Update the listing below so that every occurrence of "thickest part" becomes "widest part", leaving all other wording unchanged.

Start of RECORD LIST

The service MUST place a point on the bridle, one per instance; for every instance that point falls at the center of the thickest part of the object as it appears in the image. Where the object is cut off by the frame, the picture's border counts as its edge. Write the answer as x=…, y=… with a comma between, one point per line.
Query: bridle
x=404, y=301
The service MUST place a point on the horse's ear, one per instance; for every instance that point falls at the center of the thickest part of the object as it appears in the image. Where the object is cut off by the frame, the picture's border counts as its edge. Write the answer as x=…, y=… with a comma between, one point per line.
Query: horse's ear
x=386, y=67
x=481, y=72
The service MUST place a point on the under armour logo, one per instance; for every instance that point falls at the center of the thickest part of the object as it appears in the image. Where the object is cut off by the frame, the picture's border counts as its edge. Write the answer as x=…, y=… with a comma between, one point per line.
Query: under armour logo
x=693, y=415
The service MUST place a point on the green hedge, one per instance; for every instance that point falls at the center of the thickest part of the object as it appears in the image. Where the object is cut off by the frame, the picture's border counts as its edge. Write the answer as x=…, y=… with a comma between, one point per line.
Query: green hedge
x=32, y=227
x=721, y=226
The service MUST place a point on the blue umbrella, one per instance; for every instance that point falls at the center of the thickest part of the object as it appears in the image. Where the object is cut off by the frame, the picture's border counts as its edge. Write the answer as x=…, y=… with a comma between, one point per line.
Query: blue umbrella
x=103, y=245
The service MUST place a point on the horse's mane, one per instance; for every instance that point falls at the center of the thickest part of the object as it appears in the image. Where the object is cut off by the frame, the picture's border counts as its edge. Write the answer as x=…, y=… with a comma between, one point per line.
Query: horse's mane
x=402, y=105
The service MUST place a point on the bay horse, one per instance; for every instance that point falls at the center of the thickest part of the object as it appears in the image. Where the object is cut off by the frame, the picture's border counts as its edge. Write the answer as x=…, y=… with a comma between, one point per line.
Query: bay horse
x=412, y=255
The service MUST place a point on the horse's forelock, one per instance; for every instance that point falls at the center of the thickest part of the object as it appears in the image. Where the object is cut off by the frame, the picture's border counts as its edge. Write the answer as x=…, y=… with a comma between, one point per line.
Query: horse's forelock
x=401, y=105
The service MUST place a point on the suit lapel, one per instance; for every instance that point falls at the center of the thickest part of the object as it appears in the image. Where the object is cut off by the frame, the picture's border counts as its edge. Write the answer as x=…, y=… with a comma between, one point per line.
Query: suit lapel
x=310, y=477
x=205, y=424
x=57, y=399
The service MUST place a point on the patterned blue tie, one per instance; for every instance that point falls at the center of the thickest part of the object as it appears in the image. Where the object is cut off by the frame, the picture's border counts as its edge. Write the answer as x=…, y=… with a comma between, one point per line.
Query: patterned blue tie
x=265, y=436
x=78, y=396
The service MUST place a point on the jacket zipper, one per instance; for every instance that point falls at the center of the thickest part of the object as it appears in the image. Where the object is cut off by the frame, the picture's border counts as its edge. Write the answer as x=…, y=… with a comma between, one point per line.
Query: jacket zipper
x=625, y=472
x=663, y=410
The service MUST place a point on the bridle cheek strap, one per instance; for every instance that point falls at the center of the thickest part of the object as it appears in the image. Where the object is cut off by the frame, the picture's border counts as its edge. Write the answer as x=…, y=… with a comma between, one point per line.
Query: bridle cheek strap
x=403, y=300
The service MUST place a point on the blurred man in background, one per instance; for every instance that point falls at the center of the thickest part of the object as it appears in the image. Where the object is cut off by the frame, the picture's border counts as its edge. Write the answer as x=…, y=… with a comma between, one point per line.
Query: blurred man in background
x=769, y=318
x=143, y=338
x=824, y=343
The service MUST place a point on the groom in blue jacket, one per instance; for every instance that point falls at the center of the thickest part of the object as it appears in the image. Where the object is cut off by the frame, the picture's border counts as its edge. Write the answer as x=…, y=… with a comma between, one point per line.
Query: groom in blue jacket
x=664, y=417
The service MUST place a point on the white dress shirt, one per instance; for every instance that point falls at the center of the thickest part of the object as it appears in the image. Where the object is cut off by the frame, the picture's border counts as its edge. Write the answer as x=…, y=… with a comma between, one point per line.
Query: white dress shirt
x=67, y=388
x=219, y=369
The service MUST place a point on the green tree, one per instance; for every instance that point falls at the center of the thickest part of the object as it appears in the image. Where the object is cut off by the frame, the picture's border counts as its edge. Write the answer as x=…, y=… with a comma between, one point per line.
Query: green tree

End of RECORD LIST

[RESPONSE TO THIS TASK]
The service MUST place a point on the bridle, one per instance; for every instance that point falls at the center of the widest part of the object as it appears in the image. Where the object is cut off by the frame, the picture's border counts as its edge. Write the answer as x=…, y=… with a comma between, one point per line.
Query: bridle
x=404, y=301
The service MUST place a point on the horse's ear, one per instance; for every instance that point falls at the center of the widest part of the object as it appears in the image. Where the object is cut off by the frame, the picture's border counts as its edge. Write the answer as x=…, y=… with a comma between, one point per line.
Query: horse's ear
x=386, y=67
x=481, y=72
The service MUST place a point on the under armour logo, one per instance; for every instance that point falls at the center of the widest part of the object as it appears in the image. Where the object is cut off by the frame, the picture's border counts as its edge. Write the answer as x=…, y=… with a comma between, one point per line.
Query: under armour logo
x=693, y=415
The service MUST place a point on the green hedge, one per instance; for every instance that point falls at the center of the widest part of the object as it appears in the image. Where the object is cut off by the frame, the picture's border counts as its edge. Write the answer as x=…, y=… with a comma between, one point per line.
Query: green hedge
x=32, y=227
x=721, y=226
The service MUST place a point on the blue umbrella, one per instance; for every instance that point falls at the center of the widest part of the object as it appears in the image. Where the object is cut off by the frame, the picture's border counts as its edge. Write the answer as x=…, y=… with a comma between, one point per line.
Query: blue umbrella
x=103, y=245
The service MUST place a point on the horse's mane, one per instance; for every instance that point falls at the center of the widest part of the object as it appears in the image. Where the object is cut off by the frame, the picture's border counts as its edge. Write the answer as x=…, y=… with a comma between, one point per line.
Query: horse's mane
x=402, y=105
The service MUST place a point on the bay horse, one per instance; for every instance that point falls at the center of the widest part of the object as it appears in the image. Where the object is cut off by the frame, the picture's border counts as its edge. Write the answer as x=…, y=… with a comma between, one point per line.
Query: bay horse
x=412, y=255
The service MUST place a point on the horse's forelock, one per instance; for every instance that point falls at the center of the widest part of the object as it appears in the image. Where the object is cut off by the frame, the picture's border counts as its edge. Write the answer as x=…, y=… with a comma between, one point per line.
Query: horse's forelock
x=401, y=105
The service MUST place a point on the suit lapel, one per instance; for every instance that point falls at the center of the widest part of the object as it appears in the image. Where the object is cut off by the frame, the picture's border counts as its edge. Write the answer as x=…, y=… with a comma between, one point per line.
Query: suit lapel
x=310, y=477
x=205, y=424
x=57, y=399
The service MUST place a point on the patterned blue tie, one per instance; for every instance that point falls at the center of the widest part of the object as it appears in the image. Where the object is cut off by the frame, the picture's border counts as its edge. Write the answer as x=…, y=… with a comma between, one point per line.
Query: patterned blue tie
x=265, y=436
x=78, y=396
The service MUST place a point on the jacket zipper, one per instance; for every instance that point falls at the center of the widest part of the object as it appears in the image. Where the object is cut off by the frame, the picture's border counts as its edge. Write the answer as x=…, y=… with a comma between, one point per line.
Query: jacket zipper
x=625, y=472
x=663, y=410
The service MUST place a point on the bridle cheek strap, one per instance; for every instance that point falls at the center of the widest part of the object as it appears in the image. Where the object is cut off by the frame, the picture's border counts as its edge. Write the answer as x=…, y=… with a comma between, one point per line.
Query: bridle cheek strap
x=403, y=300
The service MUST place a point on the blurred man in background, one per instance; for every instance that point falls at the center of the widest part of the object as it appears in the image. Where the object is cut off by the frame, the picture's border counts as its edge. Write the answer as x=…, y=… with a comma between, one point per line.
Query: blurred man in background
x=769, y=318
x=143, y=338
x=824, y=343
The service MUST place a point on the groom in blue jacket, one per instance; for every instance that point falls at the center of the widest part of the object as it appears in the image. Where the object is cut off by the frame, the picture's border counts as its edge. Write the answer as x=…, y=… with a comma between, one point per line.
Query: groom in blue jacket
x=664, y=417
The service MUST place a point on the white dress shirt, one per instance; for every instance that point falls at the center of the widest part of the object as it appears in the image. Where the object is cut off by the frame, the picture's border counts as its edge. Write the answer as x=…, y=… with a comma between, one point per line.
Query: white dress shirt
x=67, y=388
x=219, y=369
The service MUST place a point on the green tree, one per instance; for every instance that point falls at the center of the widest part of the object as it appears in the image. Where the object is cut off by the frame, the picture's border counts as its edge. Write the answer as x=…, y=… with a comma between, one point per line.
Query: green tree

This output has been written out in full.